§ **Exercise directions**: Of all the lines below, return only those starting with the line holding "target | snow-covered roof" and going on through the line holding "target | snow-covered valley", exactly as written.

(Beginning of Records for this task)

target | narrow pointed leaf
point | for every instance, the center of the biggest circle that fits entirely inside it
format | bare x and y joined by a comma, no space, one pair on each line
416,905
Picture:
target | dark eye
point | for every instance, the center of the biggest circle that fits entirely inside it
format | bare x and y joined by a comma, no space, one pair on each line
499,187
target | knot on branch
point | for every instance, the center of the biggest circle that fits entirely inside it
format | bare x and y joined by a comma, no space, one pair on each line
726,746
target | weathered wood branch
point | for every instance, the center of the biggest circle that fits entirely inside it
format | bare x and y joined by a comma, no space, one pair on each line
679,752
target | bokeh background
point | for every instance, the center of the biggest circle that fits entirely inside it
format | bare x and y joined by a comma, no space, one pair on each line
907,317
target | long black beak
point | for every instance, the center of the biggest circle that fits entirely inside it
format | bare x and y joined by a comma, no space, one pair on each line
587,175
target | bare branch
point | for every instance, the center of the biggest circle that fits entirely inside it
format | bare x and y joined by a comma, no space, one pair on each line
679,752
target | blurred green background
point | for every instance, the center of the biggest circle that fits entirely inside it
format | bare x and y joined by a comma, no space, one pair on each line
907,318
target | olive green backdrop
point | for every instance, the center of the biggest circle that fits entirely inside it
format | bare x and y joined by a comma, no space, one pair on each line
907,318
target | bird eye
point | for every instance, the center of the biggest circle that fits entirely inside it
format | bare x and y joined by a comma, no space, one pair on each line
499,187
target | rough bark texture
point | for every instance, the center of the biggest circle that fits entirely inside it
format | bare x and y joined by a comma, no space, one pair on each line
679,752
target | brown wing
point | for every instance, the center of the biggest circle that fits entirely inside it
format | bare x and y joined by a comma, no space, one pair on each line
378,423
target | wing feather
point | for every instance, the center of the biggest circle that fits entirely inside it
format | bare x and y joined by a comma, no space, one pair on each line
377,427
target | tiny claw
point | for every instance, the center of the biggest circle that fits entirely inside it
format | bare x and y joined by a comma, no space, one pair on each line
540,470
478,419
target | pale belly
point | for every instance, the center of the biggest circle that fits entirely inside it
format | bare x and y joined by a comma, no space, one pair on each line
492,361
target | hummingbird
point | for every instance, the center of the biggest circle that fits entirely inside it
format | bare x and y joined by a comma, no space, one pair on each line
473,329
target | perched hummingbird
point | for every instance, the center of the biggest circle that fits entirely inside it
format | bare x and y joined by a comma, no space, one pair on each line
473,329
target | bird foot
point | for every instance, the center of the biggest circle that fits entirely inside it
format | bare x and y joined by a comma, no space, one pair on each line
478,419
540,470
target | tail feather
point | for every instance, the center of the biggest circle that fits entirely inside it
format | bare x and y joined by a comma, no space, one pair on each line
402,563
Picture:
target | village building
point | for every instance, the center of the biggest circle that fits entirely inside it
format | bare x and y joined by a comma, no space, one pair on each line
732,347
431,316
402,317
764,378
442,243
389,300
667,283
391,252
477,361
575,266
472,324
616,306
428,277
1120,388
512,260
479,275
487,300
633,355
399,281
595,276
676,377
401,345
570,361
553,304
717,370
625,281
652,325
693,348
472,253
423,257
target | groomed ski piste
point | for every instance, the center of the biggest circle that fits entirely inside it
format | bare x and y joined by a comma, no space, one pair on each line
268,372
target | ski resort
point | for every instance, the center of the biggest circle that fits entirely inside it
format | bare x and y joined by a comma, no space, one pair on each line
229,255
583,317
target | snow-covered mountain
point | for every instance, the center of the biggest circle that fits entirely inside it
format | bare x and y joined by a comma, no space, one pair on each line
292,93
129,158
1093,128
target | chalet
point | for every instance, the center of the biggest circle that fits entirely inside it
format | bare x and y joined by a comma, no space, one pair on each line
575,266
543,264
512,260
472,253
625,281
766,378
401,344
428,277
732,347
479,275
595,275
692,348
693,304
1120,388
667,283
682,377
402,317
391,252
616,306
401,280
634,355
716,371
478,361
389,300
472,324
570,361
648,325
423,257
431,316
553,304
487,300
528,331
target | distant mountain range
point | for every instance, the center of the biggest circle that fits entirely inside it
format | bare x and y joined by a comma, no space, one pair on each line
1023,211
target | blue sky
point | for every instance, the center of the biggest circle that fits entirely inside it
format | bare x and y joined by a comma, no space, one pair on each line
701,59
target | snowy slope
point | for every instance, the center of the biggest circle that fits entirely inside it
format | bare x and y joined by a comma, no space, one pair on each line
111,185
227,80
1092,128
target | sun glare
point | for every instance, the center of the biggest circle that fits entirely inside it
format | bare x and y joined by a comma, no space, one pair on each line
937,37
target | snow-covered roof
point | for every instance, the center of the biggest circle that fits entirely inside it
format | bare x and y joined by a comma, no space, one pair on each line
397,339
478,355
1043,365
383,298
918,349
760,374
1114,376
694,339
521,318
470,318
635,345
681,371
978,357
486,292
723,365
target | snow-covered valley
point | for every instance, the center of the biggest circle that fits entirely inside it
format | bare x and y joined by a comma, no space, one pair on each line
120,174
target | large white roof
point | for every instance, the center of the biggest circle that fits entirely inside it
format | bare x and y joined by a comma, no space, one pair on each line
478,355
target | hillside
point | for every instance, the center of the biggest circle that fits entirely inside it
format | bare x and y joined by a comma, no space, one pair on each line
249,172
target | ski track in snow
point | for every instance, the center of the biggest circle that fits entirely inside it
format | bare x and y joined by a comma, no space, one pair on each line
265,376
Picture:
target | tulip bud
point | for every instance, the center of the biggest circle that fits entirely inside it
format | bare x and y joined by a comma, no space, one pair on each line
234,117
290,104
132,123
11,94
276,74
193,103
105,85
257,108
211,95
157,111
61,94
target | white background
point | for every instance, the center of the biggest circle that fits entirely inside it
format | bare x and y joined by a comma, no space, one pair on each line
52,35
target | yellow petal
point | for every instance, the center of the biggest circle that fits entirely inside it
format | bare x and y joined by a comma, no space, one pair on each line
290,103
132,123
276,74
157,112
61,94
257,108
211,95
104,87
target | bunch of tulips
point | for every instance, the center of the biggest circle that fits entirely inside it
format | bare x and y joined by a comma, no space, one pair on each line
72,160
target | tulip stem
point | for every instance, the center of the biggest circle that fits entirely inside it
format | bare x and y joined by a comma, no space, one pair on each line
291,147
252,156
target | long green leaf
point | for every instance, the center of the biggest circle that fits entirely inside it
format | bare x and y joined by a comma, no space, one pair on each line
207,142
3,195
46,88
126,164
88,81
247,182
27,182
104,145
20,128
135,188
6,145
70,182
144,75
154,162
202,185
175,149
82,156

(End of Records for this task)

§ **Exercise solution**:
target | snow-covered roof
point | for every instance, the center of the biggest circle that fits entirely inside it
format | bare x and y joined by a comma, no space, one pair on each line
397,339
478,355
1043,365
383,298
918,349
760,374
1114,376
694,339
521,318
470,318
635,345
681,371
978,357
486,292
723,365
target | snow-covered valley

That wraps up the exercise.